━━━ Records provided

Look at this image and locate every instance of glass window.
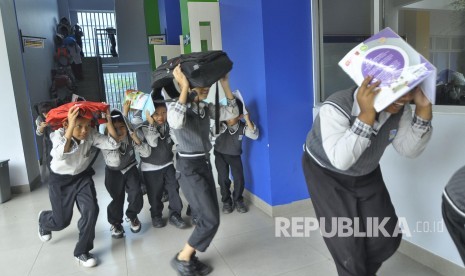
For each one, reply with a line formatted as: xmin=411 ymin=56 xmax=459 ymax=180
xmin=77 ymin=12 xmax=117 ymax=57
xmin=103 ymin=72 xmax=138 ymax=110
xmin=384 ymin=0 xmax=465 ymax=106
xmin=314 ymin=0 xmax=465 ymax=107
xmin=315 ymin=0 xmax=373 ymax=102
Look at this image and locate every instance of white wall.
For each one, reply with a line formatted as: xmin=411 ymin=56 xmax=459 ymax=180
xmin=428 ymin=10 xmax=465 ymax=36
xmin=187 ymin=2 xmax=222 ymax=52
xmin=381 ymin=111 xmax=465 ymax=267
xmin=153 ymin=45 xmax=180 ymax=68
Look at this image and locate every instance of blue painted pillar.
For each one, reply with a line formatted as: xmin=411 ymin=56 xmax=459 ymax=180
xmin=158 ymin=0 xmax=182 ymax=45
xmin=220 ymin=0 xmax=314 ymax=206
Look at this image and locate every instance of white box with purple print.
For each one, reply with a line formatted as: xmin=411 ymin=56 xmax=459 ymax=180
xmin=338 ymin=27 xmax=436 ymax=112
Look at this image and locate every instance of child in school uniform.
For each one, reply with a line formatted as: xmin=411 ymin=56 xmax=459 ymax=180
xmin=302 ymin=76 xmax=432 ymax=276
xmin=38 ymin=105 xmax=120 ymax=268
xmin=213 ymin=99 xmax=259 ymax=214
xmin=168 ymin=65 xmax=239 ymax=276
xmin=34 ymin=101 xmax=55 ymax=169
xmin=101 ymin=109 xmax=150 ymax=238
xmin=136 ymin=102 xmax=187 ymax=229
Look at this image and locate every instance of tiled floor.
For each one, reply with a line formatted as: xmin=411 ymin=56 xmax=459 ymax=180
xmin=0 ymin=158 xmax=444 ymax=276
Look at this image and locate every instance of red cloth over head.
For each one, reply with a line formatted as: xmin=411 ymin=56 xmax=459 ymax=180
xmin=46 ymin=101 xmax=109 ymax=130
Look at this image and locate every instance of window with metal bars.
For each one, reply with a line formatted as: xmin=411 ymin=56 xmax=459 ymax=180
xmin=77 ymin=11 xmax=117 ymax=57
xmin=103 ymin=72 xmax=138 ymax=110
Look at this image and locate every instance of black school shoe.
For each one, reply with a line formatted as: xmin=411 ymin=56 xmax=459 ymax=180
xmin=152 ymin=216 xmax=166 ymax=228
xmin=110 ymin=223 xmax=125 ymax=239
xmin=171 ymin=253 xmax=212 ymax=276
xmin=171 ymin=253 xmax=196 ymax=276
xmin=169 ymin=213 xmax=187 ymax=229
xmin=75 ymin=252 xmax=97 ymax=267
xmin=191 ymin=251 xmax=213 ymax=275
xmin=222 ymin=201 xmax=234 ymax=214
xmin=235 ymin=200 xmax=248 ymax=213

━━━━━━

▸ Exercise
What is needed is the data above, retyped exactly, with every picture left out.

▸ Written response
Look at this image and locate every instance of glass window.
For each one, reply with a line formatted as: xmin=411 ymin=56 xmax=459 ymax=180
xmin=77 ymin=12 xmax=117 ymax=57
xmin=103 ymin=72 xmax=138 ymax=110
xmin=384 ymin=0 xmax=465 ymax=106
xmin=314 ymin=0 xmax=465 ymax=107
xmin=315 ymin=0 xmax=373 ymax=102
Look at this image and locate every instance of white wall.
For each one, reply with a line formatted as: xmin=411 ymin=56 xmax=459 ymax=180
xmin=428 ymin=10 xmax=465 ymax=36
xmin=187 ymin=2 xmax=222 ymax=52
xmin=381 ymin=111 xmax=465 ymax=267
xmin=153 ymin=45 xmax=180 ymax=68
Look at this image and locate every instance of blue painted pillar.
For each one, reply with a line formatted as: xmin=411 ymin=56 xmax=459 ymax=180
xmin=158 ymin=0 xmax=182 ymax=45
xmin=220 ymin=0 xmax=314 ymax=206
Look at this image and locate every instance of white box with purple print.
For each one, reply with a line formatted as: xmin=411 ymin=56 xmax=459 ymax=180
xmin=338 ymin=27 xmax=436 ymax=112
Look at this image and locate every instance of child in school uniform.
For each one, reply with a line formatted as: xmin=411 ymin=56 xmax=459 ymax=180
xmin=302 ymin=76 xmax=432 ymax=276
xmin=38 ymin=105 xmax=120 ymax=268
xmin=213 ymin=99 xmax=259 ymax=214
xmin=168 ymin=65 xmax=239 ymax=276
xmin=34 ymin=101 xmax=55 ymax=169
xmin=101 ymin=109 xmax=150 ymax=238
xmin=136 ymin=102 xmax=187 ymax=229
Look at this image and locate every instance of tiled floor.
For each one, reply with a line formatted as: xmin=411 ymin=56 xmax=459 ymax=180
xmin=0 ymin=158 xmax=444 ymax=276
Look at this image and locate every instance of red cloth over head.
For each one, reply with a line formatted as: xmin=411 ymin=56 xmax=459 ymax=180
xmin=46 ymin=101 xmax=109 ymax=130
Look at this image and locate every instance of window with metal bars.
For each one, reply with a line formatted as: xmin=411 ymin=56 xmax=459 ymax=180
xmin=77 ymin=11 xmax=117 ymax=57
xmin=103 ymin=72 xmax=138 ymax=110
Look at this image and locate every instance of black school shoe.
For each one, reply with a line formatted as: xmin=411 ymin=56 xmax=459 ymax=180
xmin=152 ymin=216 xmax=166 ymax=228
xmin=110 ymin=223 xmax=125 ymax=239
xmin=171 ymin=253 xmax=212 ymax=276
xmin=171 ymin=253 xmax=196 ymax=276
xmin=169 ymin=213 xmax=187 ymax=229
xmin=75 ymin=252 xmax=97 ymax=267
xmin=191 ymin=251 xmax=213 ymax=275
xmin=222 ymin=201 xmax=234 ymax=214
xmin=235 ymin=200 xmax=248 ymax=213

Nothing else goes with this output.